**EXERCISE**. Reproduce verbatim the final portion of the material below, from the line containing "--target boy's face" through its last line, and nothing else.

**THE INPUT**.
** START **

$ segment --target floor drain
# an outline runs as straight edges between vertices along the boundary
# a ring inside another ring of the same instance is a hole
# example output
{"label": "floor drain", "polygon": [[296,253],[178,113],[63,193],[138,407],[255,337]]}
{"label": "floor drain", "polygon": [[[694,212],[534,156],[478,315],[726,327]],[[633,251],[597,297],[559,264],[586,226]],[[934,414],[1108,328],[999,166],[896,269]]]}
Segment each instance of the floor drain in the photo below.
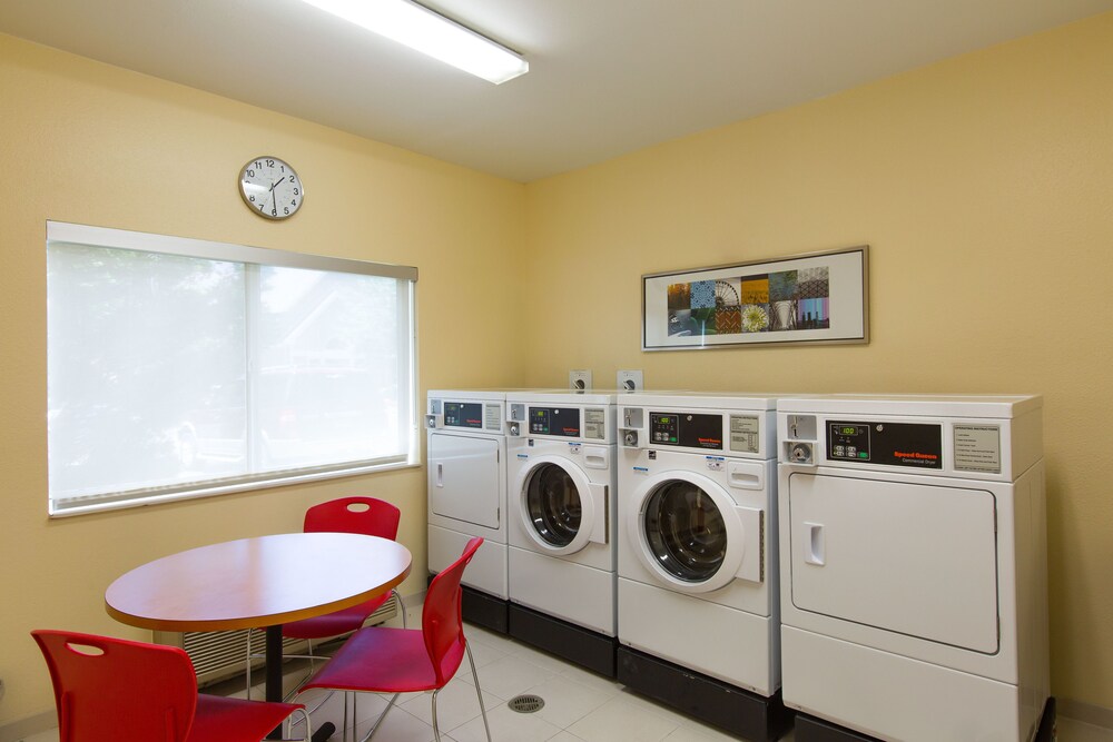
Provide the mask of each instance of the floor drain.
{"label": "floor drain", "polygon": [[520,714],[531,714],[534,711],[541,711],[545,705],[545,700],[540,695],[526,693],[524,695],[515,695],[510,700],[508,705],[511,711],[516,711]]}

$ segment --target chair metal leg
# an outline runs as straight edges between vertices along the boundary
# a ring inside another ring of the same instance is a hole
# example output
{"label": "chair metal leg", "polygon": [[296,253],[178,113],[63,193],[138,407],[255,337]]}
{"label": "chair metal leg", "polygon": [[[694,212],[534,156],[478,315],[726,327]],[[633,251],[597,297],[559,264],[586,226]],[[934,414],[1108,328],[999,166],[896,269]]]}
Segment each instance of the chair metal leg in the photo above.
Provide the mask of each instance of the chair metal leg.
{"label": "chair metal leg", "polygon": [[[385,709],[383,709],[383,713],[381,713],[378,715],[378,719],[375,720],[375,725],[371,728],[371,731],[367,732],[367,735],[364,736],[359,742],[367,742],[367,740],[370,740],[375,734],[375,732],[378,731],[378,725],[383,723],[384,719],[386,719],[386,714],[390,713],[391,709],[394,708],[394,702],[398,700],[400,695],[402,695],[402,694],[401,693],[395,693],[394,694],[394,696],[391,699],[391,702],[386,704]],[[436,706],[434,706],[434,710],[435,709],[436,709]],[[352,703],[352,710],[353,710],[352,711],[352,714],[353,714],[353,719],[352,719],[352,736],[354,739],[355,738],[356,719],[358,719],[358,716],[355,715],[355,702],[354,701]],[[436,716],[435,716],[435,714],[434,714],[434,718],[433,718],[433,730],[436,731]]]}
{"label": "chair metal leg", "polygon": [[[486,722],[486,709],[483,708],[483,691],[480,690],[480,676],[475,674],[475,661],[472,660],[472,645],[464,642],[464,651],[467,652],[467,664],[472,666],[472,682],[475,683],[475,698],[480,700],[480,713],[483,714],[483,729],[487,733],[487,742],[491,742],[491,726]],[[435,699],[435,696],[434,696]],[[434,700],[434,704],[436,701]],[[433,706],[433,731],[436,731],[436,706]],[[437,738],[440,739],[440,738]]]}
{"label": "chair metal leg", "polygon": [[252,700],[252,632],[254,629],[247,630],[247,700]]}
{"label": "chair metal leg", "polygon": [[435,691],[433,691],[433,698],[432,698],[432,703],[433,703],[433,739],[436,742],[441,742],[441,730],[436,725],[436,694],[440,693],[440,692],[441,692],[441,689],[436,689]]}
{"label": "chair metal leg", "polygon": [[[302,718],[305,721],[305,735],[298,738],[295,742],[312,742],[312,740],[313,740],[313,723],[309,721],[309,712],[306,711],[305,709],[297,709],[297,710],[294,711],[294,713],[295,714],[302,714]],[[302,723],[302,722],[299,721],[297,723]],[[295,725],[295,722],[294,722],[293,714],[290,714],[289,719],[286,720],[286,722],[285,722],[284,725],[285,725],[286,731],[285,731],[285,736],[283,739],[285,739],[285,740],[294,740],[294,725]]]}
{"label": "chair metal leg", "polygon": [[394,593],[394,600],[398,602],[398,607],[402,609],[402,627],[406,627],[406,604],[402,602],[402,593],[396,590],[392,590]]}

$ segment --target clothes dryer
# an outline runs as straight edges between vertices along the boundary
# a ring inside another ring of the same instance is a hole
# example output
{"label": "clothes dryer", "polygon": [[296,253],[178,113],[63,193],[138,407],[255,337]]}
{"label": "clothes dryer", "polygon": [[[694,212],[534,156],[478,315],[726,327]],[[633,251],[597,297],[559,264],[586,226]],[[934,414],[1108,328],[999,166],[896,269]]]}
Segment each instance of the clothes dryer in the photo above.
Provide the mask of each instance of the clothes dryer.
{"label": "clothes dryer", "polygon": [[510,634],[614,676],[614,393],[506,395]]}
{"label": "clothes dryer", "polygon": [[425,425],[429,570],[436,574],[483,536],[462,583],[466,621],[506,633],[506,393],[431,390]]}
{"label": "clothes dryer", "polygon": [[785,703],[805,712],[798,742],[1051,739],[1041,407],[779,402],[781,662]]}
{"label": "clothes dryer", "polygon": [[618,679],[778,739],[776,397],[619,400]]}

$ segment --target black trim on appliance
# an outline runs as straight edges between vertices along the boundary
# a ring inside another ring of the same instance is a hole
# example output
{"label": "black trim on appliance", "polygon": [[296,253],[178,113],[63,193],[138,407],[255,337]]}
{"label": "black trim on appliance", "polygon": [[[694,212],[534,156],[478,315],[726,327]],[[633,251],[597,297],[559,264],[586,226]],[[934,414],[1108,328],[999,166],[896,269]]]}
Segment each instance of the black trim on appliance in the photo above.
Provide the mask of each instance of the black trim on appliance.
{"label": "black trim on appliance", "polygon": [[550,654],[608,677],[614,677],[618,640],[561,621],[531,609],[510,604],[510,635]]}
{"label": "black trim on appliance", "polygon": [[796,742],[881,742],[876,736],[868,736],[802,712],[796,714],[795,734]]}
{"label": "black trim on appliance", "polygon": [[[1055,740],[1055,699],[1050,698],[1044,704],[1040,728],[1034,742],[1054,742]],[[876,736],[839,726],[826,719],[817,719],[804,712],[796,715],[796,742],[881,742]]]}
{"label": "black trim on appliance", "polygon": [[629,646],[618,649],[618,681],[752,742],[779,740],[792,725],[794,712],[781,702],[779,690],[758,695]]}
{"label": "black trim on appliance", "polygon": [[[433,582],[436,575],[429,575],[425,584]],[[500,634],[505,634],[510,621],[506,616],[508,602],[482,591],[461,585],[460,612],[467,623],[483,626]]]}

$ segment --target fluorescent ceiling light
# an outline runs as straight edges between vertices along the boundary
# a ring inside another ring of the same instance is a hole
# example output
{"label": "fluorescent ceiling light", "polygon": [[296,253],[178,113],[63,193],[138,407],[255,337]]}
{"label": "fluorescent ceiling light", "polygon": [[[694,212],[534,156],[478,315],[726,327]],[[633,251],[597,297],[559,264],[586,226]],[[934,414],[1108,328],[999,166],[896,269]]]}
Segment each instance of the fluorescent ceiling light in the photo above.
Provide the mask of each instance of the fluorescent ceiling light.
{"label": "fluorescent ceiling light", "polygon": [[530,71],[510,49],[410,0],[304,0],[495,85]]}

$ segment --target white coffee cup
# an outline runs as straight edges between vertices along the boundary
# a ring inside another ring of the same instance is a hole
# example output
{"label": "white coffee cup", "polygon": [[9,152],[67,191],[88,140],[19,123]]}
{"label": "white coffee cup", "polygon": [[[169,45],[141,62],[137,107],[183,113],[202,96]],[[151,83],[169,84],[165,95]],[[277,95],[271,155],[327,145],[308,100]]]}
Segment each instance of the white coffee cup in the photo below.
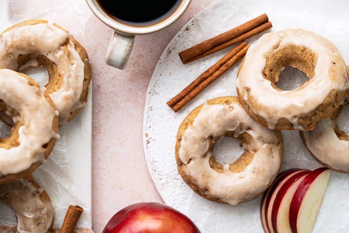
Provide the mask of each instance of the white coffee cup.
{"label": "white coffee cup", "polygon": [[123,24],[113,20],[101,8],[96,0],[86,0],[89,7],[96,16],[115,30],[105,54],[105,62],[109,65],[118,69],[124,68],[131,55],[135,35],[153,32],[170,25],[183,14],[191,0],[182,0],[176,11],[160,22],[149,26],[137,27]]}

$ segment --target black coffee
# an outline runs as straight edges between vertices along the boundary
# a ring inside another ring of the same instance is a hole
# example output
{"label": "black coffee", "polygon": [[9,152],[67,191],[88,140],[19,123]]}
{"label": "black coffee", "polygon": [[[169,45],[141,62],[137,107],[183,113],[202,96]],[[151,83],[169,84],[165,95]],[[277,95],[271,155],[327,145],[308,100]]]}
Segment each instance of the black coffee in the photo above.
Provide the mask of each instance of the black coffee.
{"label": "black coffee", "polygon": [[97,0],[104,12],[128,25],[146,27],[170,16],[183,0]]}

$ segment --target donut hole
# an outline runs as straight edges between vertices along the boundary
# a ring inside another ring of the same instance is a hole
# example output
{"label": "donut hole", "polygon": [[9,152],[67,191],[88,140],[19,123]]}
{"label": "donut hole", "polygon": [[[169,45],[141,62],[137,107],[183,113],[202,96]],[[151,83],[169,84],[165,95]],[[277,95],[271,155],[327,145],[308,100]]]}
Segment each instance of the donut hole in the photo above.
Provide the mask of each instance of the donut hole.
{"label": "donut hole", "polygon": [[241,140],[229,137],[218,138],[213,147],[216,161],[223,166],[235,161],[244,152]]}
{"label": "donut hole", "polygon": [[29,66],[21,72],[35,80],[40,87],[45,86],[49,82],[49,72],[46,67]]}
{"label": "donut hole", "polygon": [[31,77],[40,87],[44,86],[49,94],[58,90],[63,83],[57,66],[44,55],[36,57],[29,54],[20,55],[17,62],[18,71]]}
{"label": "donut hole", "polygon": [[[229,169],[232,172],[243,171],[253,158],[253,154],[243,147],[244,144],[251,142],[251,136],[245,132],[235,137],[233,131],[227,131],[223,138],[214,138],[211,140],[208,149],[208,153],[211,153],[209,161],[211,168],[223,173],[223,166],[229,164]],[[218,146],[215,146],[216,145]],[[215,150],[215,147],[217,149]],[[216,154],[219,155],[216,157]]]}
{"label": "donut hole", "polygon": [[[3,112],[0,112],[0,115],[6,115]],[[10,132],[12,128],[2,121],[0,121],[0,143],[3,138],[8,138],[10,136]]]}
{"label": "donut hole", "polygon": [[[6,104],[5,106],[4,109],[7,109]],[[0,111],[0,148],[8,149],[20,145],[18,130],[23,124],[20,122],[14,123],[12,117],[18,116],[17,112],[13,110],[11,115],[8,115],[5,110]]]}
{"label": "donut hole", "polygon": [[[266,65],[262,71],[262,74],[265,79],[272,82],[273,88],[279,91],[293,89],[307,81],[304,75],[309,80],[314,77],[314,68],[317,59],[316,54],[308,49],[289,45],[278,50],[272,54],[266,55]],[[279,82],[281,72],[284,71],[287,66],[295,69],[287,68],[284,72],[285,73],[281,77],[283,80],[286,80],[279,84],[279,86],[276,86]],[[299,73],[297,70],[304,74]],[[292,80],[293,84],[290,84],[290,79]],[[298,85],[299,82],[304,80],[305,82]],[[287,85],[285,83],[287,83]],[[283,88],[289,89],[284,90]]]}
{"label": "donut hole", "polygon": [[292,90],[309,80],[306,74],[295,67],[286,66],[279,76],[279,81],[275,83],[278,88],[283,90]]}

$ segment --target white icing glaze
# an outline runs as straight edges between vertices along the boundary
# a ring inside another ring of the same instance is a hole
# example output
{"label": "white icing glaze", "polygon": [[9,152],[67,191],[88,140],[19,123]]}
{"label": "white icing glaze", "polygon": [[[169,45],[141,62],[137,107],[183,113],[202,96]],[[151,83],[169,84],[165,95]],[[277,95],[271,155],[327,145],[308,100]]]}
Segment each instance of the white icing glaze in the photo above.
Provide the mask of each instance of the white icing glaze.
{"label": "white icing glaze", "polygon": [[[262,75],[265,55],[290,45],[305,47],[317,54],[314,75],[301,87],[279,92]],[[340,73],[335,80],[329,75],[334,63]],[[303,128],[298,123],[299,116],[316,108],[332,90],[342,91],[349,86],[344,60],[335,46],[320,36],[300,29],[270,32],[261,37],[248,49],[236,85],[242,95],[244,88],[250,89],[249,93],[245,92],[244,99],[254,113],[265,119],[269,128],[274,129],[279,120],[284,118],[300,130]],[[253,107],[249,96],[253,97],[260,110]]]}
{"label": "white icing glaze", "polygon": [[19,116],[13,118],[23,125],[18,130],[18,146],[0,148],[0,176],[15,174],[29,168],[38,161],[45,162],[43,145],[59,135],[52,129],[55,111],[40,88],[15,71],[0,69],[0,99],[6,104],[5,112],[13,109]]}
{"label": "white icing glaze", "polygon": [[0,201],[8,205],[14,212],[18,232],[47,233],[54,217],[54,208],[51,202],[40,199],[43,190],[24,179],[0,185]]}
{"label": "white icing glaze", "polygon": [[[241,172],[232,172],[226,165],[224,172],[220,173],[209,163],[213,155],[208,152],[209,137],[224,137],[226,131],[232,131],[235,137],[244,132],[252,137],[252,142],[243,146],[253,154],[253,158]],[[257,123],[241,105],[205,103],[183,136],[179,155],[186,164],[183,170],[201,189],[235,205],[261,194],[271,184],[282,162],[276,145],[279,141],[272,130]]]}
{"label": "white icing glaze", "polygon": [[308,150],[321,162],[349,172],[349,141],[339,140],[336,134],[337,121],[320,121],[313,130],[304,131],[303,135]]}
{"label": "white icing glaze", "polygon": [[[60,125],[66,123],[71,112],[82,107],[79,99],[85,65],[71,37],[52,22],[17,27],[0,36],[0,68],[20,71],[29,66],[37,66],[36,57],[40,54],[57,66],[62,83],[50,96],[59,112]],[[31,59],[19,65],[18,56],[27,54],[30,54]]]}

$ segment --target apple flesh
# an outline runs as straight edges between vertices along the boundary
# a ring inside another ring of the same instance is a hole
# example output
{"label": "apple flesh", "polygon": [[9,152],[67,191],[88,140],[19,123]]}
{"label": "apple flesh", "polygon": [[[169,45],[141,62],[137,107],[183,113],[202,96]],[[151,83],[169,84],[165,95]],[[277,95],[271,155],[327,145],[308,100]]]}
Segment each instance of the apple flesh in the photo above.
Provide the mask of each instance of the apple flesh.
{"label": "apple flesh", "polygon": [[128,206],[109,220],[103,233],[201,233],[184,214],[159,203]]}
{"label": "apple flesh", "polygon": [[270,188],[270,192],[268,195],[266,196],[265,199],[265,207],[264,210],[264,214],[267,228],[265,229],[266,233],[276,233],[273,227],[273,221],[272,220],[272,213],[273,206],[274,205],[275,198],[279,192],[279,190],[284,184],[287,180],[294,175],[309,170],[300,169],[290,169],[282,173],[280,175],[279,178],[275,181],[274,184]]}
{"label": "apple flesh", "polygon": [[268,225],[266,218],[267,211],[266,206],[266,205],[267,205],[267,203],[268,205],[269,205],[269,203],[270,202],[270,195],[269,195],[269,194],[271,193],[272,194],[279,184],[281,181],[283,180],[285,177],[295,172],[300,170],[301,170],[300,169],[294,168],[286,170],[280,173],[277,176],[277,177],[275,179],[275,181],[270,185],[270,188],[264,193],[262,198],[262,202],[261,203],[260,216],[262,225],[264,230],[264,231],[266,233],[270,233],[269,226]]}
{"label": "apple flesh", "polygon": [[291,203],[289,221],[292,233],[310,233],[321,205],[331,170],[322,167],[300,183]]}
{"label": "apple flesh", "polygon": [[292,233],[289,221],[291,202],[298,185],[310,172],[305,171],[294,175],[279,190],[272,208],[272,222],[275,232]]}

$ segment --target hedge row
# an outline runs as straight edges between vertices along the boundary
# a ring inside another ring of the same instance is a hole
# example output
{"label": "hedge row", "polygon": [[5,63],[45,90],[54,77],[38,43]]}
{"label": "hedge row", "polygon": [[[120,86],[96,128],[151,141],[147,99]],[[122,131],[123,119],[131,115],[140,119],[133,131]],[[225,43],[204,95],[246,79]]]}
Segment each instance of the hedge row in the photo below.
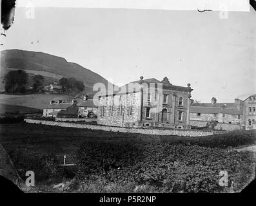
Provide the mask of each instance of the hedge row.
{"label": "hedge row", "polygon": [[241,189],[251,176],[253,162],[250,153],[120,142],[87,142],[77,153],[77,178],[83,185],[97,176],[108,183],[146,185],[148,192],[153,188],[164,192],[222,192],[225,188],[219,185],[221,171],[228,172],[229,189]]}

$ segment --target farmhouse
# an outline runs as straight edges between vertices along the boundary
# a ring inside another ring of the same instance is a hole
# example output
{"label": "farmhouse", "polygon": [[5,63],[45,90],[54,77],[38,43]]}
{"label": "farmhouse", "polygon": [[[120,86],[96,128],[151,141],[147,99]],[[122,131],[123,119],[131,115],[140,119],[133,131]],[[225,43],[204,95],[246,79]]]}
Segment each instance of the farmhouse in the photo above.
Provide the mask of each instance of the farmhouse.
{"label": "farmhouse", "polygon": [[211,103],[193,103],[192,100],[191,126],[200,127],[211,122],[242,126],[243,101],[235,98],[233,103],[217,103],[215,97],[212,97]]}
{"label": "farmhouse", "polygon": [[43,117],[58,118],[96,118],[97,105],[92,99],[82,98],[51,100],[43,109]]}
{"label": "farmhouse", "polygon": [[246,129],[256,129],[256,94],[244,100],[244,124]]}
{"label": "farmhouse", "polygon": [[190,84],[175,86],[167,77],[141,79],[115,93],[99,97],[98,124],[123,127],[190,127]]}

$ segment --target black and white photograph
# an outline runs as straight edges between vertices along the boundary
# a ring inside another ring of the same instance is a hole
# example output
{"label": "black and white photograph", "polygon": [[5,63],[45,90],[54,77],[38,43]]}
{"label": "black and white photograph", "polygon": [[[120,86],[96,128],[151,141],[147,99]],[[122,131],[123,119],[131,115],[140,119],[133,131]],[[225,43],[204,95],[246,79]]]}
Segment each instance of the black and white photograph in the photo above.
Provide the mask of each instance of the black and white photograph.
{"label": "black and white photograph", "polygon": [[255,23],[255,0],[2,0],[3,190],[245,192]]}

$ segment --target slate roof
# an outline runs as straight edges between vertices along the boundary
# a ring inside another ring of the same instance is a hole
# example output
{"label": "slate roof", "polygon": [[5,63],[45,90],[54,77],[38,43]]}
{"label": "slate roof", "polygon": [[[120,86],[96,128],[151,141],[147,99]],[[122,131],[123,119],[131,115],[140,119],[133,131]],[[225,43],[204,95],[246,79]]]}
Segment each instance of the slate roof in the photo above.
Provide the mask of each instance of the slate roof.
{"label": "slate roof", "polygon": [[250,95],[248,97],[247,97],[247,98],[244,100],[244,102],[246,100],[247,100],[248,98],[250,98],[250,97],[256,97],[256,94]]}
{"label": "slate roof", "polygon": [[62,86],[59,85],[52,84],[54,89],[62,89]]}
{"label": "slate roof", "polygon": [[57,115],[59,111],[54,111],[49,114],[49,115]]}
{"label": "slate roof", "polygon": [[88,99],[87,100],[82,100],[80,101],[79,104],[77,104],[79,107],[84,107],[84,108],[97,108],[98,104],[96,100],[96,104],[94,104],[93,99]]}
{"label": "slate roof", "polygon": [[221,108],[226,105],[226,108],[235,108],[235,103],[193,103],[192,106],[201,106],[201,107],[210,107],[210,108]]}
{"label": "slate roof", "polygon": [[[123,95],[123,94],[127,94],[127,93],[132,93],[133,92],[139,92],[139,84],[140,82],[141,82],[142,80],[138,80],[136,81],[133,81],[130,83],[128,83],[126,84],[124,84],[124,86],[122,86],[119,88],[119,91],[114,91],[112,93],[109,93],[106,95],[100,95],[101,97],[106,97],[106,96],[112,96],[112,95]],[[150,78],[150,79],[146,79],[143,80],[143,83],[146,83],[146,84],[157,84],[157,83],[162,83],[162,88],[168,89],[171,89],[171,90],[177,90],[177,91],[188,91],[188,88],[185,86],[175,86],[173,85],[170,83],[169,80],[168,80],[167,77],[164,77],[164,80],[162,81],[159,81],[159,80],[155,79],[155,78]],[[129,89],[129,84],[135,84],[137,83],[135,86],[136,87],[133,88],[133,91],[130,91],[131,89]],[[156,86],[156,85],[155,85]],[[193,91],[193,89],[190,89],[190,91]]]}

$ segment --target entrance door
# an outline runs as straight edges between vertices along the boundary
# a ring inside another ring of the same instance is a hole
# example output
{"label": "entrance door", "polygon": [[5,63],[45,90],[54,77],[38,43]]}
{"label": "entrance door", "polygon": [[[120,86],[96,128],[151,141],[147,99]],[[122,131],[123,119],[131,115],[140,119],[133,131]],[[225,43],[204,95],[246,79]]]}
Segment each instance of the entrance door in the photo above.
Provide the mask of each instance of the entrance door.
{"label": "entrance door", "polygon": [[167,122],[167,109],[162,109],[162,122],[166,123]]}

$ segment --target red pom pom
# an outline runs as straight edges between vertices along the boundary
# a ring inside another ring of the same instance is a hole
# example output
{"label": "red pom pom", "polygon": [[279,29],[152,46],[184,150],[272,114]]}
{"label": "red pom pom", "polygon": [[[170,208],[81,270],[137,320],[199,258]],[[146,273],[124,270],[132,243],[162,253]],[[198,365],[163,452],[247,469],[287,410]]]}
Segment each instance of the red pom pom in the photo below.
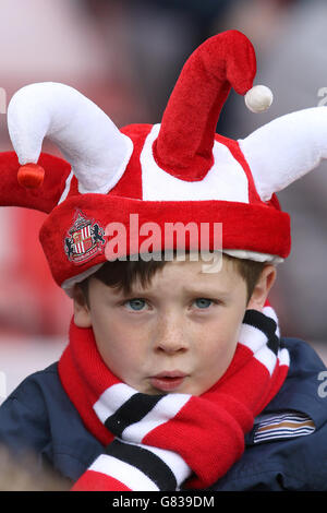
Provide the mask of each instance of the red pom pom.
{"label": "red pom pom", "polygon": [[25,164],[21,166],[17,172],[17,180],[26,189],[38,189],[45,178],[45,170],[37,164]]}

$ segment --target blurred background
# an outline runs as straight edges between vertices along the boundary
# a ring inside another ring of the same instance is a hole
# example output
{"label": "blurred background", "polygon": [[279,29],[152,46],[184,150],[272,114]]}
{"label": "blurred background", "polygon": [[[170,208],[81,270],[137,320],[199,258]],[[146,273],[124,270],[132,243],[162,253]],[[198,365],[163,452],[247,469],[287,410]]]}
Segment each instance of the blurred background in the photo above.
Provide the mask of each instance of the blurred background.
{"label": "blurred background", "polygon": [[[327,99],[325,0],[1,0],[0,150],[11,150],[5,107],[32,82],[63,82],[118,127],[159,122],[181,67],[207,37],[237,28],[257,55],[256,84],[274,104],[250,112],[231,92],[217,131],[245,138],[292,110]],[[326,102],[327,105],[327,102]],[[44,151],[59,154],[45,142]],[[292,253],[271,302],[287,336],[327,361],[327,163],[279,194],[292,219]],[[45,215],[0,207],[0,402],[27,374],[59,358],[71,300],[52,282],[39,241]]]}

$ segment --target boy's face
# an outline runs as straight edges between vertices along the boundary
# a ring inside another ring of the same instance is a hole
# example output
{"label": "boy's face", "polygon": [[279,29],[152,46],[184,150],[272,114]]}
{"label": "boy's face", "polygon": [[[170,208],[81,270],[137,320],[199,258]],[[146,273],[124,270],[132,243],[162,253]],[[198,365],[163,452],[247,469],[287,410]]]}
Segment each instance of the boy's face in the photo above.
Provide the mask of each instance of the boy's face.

** END **

**RESULT OF THE EXERCISE**.
$ segment --target boy's face
# an outline runs as straight edges between vertices along the boundary
# a ring inside another ring of the same instance is a hole
# example output
{"label": "boy's face", "polygon": [[279,29],[152,46],[184,150],[272,114]]}
{"label": "boy's face", "polygon": [[[170,208],[81,270],[137,320],[199,258]],[[146,273],[124,270],[132,243],[162,253]],[[198,365],[163,452],[247,469],[287,410]]]}
Segment each instance of the boy's face in the photo above.
Provide the mask of each instance of the boy's face.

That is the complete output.